SELECTED TEXT>
┌────────

Bug in reading pandas df columns
Soda checks for pandas df columns fail if the column names are not lowercase or have any special characters in them.
SODA-1392
Thank you for creating the issue @aayush16. Can you please share a reproducible example?
We use datafusion for the SQL operations in pandas/dask. Based on this issue in datafusion, adding double quotes (") might solve the uppercase and special characters issue.
Let me know if adding quotes helps.
The following example having uppercase column name works with quotes ("EMAIL");
import pandas as pd
from soda.scan import Scan
# Create soda scan object
scan = Scan()
scan.set_scan_definition_name("test")
scan.set_data_source_name("dask")
# Create an artificial pandas dataframe
df_employee = pd.DataFrame({"EMAIL": ["[email protected]", "[email protected]", "[email protected]"]})
# Add pandas dataframe to scan and assign a dataset name to refer from checks yaml
scan.add_pandas_dataframe(dataset_name="employee", pandas_df=df_employee)
checks = """
checks for employee:
- missing_count("EMAIL") = 0
"""
scan.add_sodacl_yaml_str(checks) scan.execute()
I couldn't replicate the problem with the capital letters either.
But if the name of the column has a middle dash I receive the following error:
ERROR:soda.scan:[23:29:32] Query execution error in dask.employee.aggregation[0]: SchemaError(FieldNotFound { field: Column { relation: None, name: "employee.first-name" }, valid_fields: Some([Column { relation: Some("employee"), name: "first-name" }]) })
SELECT
COUNT(CASE WHEN "first-name" IS NULL THEN 1 END)
FROM employee
ERROR:soda.scan: | SchemaError(FieldNotFound { field: Column { relation: None, name: "employee.first-name" }, valid_fields: Some([Column { relation: Some("employee"), name: "first-name" }]) })

└────────

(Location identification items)
┌────────

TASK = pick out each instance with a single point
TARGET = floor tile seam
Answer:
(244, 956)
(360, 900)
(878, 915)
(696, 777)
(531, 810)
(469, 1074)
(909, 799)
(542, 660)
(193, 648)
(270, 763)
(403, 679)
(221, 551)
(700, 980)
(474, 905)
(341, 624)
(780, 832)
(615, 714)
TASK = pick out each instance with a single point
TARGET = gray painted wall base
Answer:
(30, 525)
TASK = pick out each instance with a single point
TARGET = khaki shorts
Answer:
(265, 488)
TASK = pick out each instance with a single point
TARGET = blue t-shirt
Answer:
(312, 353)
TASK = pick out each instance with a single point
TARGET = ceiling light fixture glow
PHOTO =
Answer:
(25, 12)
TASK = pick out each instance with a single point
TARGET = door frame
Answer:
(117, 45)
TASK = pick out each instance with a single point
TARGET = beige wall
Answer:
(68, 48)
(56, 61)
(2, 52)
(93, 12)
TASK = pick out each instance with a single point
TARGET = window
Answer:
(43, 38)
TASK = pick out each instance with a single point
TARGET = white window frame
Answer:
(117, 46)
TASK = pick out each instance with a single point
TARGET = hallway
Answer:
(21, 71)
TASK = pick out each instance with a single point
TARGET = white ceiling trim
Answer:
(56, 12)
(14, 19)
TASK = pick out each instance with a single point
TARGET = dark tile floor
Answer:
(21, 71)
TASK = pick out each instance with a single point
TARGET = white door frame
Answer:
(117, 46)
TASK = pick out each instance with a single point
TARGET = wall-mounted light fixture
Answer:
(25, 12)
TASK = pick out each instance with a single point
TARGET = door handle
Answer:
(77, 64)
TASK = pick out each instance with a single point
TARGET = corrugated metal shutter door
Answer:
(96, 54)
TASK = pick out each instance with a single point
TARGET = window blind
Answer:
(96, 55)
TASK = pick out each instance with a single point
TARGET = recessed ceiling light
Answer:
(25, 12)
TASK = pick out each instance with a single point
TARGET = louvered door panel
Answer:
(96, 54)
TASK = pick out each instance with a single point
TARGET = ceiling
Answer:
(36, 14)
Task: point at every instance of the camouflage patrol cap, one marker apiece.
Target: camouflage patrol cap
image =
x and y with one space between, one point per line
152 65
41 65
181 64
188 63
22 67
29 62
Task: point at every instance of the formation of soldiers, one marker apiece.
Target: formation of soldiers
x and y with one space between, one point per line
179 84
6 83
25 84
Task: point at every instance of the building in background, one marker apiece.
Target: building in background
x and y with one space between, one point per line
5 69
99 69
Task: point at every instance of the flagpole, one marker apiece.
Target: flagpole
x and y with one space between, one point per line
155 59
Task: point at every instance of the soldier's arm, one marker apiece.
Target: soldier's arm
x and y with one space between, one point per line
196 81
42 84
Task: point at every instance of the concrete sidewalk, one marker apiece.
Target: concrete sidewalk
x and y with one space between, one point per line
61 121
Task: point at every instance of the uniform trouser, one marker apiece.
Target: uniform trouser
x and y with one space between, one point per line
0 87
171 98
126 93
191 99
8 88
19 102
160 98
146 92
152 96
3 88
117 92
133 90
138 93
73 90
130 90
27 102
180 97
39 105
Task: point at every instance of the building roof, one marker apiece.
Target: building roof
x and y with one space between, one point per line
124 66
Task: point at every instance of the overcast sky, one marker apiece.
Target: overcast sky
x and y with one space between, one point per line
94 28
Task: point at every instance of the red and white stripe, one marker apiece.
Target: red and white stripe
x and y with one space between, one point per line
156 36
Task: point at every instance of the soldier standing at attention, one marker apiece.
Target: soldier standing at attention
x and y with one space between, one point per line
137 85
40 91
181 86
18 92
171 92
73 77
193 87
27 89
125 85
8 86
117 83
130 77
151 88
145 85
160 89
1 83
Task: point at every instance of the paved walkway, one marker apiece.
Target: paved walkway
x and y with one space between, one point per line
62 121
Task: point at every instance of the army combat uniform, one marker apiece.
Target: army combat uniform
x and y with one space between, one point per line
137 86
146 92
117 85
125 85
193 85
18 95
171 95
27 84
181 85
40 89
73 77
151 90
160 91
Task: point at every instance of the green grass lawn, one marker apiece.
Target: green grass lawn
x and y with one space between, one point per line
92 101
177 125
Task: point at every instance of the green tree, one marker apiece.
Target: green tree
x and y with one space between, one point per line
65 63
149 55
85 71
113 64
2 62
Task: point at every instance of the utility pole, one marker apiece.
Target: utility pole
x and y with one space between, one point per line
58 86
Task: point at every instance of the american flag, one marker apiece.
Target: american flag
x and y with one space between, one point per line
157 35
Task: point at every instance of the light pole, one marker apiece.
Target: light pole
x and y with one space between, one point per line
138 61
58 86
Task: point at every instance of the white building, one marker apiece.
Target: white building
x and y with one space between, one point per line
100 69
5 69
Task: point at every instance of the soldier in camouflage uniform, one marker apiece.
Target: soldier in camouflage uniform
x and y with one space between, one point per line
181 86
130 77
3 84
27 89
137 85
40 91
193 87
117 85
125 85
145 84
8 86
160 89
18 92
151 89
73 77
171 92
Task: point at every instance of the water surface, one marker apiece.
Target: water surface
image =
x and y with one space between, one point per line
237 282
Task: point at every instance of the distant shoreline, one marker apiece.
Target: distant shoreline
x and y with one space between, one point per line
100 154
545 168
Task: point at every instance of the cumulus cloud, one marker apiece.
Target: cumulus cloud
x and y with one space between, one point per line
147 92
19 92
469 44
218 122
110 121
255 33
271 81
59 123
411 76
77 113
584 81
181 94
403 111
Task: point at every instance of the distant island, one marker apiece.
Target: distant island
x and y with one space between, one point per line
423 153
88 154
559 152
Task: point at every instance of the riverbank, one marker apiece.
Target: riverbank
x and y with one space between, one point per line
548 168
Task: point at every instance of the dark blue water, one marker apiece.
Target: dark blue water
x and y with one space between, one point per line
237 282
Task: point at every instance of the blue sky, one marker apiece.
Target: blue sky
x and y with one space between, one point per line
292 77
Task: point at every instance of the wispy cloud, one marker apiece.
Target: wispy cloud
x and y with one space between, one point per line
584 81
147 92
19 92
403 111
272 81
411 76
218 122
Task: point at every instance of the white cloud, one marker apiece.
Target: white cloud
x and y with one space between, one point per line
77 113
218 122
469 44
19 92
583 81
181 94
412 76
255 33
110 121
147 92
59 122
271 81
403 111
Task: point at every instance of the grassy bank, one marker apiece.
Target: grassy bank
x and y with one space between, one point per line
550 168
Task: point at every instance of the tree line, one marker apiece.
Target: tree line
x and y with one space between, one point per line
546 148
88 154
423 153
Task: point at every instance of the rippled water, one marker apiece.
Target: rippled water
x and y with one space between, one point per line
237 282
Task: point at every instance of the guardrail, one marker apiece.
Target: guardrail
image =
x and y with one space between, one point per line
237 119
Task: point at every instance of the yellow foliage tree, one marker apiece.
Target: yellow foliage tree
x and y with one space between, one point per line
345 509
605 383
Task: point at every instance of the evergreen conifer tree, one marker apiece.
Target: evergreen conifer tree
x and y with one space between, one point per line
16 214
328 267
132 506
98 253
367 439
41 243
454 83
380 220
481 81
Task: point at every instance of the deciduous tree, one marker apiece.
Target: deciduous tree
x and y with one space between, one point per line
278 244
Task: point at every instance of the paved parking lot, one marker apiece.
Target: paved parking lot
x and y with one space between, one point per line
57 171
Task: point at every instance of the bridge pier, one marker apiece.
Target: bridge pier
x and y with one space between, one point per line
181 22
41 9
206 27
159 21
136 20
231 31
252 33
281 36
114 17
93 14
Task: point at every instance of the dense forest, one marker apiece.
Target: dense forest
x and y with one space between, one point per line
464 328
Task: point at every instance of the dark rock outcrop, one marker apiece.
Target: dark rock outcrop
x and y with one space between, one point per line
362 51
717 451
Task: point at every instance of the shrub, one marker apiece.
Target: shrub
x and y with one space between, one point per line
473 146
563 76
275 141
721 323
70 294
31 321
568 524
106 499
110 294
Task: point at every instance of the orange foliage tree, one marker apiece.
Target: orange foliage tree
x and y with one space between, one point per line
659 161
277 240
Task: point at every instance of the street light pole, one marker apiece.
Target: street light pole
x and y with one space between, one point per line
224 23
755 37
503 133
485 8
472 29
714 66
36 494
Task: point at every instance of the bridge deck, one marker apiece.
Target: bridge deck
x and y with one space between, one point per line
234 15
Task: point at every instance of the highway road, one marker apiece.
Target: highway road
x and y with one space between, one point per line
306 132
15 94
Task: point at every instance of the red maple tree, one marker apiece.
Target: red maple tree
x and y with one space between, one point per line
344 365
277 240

└────────

THE TASKS>
1) Please list every method called on the scan object in the code from the Soda issue thread.
2) According to the Soda issue thread, what does Soda use for SQL operations in pandas and dask?
3) Resume the Soda issue thread after its last line.
This material stands apart from the Soda issue thread.

OUTPUTS BY TASK>
1) set_scan_definition_name, set_data_source_name, add_pandas_dataframe, add_sodacl_yaml_str, execute

2) Datafusion.

3)
ERROR:soda.scan:[23:29:32] Metrics 'missing_count' were not computed for check 'missing_count("first-name") = 0'
INFO:soda.scan:[23:29:32] Scan summary:
INFO:soda.scan:[23:29:32] 1/1 check NOT EVALUATED:
INFO:soda.scan:[23:29:32] employee in dask
INFO:soda.scan:[23:29:32] missing_count("first-name") = 0 [NOT EVALUATED]
INFO:soda.scan:[23:29:32] check_value: None
INFO:soda.scan:[23:29:32] 1 checks not evaluated.
INFO:soda.scan:[23:29:32] 2 errors.
INFO:soda.scan:[23:29:32] Oops! 2 errors. 0 failures. 0 warnings. 0 pass.
INFO:soda.scan:ERRORS:
ERROR:soda.scan:[23:29:32] Query execution error in dask.employee.aggregation[0]: SchemaError(FieldNotFound { field: Column { relation: None, name: "employee.first-name" }, valid_fields: Some([Column { relation: Some("employee"), name: "first-name" }]) })
SELECT
COUNT(CASE WHEN "first-name" IS NULL THEN 1 END)
FROM employee
ERROR:soda.scan: | SchemaError(FieldNotFound { field: Column { relation: None, name: "employee.first-name" }, valid_fields: Some([Column { relation: Some("employee"), name: "first-name" }]) })
ERROR:soda.scan:[23:29:32] Metrics 'missing_count' were not computed for check 'missing_count("first-name") = 0'
The check I'm using:
import pandas as pd
from soda.scan import Scan
# Create soda scan object
scan = Scan()
scan.set_scan_definition_name("test")
scan.set_data_source_name("dask")
# Create an artificial pandas dataframe
df_employee = pd.DataFrame({
"first-name":["people1", "people2", "people3"]
})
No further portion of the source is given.